■ Excerpted records:
--- BEGIN ---

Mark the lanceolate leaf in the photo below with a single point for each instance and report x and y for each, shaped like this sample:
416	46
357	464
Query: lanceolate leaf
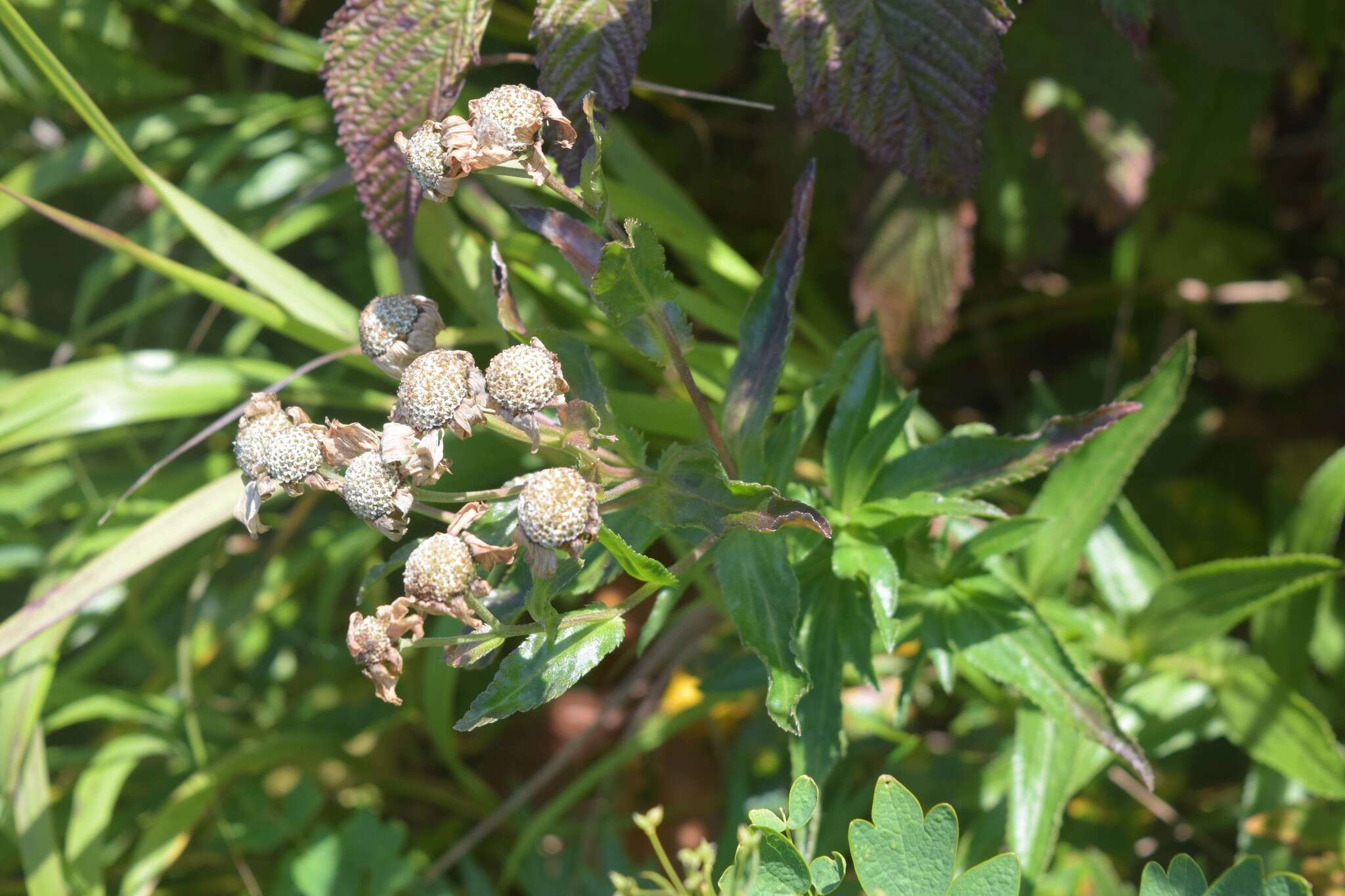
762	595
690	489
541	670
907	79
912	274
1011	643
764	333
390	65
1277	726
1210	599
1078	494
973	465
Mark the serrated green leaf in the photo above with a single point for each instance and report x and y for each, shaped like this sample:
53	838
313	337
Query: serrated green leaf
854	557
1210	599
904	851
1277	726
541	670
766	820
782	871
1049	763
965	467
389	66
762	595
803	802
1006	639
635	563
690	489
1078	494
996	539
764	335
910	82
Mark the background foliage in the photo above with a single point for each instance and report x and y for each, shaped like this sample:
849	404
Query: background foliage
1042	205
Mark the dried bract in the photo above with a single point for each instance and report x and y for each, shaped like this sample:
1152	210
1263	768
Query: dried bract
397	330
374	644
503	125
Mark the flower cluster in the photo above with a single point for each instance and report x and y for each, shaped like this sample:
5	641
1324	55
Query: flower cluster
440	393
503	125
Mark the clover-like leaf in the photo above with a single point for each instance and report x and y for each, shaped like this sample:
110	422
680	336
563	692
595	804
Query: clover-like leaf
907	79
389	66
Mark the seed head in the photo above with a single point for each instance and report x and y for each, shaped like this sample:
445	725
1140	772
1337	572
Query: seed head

--- END ---
--- BEGIN ---

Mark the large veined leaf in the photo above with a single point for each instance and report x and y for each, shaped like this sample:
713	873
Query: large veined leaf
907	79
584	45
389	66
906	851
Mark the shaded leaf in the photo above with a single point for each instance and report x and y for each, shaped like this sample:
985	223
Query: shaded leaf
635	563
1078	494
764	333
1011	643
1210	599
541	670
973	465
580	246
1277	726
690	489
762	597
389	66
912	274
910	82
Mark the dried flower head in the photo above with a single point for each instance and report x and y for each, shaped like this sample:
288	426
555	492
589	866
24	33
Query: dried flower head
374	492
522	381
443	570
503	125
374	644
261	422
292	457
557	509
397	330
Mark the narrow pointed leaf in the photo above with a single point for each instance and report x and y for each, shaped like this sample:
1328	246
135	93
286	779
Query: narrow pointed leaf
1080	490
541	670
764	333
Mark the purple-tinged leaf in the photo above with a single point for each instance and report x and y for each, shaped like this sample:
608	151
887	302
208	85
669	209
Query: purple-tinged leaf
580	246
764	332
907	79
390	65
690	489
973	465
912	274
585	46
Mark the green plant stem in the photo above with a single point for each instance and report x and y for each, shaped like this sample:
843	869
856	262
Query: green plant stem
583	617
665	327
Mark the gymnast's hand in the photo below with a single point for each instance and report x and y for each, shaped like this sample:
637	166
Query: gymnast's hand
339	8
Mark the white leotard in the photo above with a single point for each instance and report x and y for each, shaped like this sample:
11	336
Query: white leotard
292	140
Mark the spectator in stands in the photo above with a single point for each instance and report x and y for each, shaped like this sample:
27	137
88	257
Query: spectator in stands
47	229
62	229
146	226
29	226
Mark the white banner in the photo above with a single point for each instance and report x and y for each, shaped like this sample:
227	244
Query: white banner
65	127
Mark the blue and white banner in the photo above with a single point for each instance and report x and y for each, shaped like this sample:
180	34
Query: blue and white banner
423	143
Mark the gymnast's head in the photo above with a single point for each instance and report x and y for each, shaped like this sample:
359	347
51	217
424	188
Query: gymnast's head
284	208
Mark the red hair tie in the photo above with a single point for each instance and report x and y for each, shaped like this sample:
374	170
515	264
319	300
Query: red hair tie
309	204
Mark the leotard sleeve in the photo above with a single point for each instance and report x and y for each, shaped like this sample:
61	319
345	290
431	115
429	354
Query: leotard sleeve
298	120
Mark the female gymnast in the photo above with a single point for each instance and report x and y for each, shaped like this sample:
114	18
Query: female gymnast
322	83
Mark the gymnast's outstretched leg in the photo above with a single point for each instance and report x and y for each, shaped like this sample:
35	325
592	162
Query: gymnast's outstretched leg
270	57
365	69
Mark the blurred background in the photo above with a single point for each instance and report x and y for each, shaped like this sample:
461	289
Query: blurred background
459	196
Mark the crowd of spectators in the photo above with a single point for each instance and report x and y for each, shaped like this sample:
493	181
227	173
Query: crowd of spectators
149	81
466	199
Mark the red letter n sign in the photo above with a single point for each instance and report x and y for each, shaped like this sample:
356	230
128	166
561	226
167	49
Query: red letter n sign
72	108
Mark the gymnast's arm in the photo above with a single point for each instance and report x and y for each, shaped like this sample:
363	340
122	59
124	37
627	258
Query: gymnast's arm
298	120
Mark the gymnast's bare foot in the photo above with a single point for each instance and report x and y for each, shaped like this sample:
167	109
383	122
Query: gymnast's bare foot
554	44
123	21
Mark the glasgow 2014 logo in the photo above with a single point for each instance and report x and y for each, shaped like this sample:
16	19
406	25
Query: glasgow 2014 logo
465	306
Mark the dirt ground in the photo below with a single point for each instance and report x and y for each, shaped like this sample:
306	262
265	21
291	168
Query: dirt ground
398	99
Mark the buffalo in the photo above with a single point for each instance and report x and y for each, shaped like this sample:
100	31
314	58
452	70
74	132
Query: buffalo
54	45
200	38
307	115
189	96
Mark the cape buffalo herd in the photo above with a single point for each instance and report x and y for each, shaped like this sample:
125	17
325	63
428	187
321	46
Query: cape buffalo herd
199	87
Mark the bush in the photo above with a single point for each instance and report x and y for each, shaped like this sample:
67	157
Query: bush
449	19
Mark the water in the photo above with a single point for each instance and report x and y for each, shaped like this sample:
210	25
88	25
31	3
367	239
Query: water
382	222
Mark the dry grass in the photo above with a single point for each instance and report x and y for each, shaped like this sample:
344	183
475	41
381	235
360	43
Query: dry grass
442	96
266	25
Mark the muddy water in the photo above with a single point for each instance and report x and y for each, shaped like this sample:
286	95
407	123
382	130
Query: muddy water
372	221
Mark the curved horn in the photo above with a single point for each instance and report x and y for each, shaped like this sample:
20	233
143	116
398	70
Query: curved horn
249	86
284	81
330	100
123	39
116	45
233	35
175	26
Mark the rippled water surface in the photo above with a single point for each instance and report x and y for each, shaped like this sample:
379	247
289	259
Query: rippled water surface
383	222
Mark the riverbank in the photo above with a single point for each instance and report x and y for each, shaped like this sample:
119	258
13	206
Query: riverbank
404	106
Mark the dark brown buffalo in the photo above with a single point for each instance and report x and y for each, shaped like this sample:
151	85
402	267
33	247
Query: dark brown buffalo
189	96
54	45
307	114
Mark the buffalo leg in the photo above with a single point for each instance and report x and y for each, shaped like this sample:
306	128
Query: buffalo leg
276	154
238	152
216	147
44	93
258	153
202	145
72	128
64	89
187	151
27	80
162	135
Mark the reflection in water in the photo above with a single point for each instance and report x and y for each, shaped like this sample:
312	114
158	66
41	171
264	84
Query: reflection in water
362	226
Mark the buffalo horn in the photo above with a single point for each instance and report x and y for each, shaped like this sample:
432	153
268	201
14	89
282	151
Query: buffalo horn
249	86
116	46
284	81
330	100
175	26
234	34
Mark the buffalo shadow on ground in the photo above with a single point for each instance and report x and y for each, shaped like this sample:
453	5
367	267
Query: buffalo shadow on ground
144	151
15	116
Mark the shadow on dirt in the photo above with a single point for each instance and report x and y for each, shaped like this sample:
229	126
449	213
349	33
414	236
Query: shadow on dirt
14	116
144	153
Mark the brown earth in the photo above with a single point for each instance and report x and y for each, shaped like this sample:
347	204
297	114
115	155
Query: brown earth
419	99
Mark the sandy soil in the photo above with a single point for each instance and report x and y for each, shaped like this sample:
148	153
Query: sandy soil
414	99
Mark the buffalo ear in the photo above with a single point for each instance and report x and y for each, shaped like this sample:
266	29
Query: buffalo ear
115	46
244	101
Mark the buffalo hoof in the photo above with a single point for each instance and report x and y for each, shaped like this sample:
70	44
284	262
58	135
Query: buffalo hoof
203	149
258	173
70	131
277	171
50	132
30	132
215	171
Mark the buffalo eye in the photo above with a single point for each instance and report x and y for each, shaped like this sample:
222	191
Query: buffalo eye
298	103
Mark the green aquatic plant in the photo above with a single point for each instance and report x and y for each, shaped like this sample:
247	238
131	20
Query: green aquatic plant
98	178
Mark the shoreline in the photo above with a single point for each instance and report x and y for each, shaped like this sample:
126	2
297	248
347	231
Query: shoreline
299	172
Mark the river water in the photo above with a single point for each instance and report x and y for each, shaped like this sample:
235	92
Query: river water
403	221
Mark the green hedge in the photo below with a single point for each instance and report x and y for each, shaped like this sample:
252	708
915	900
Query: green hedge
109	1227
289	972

--- END ---

■ Exercise goal: Pick out each line in the material above that contains the word "female", and copy those lines.

■ Answer to this problem:
Mark the female gymnast in the photo above with a single point for each instance and report x and y for each, shaped like this sample:
Query: female gymnast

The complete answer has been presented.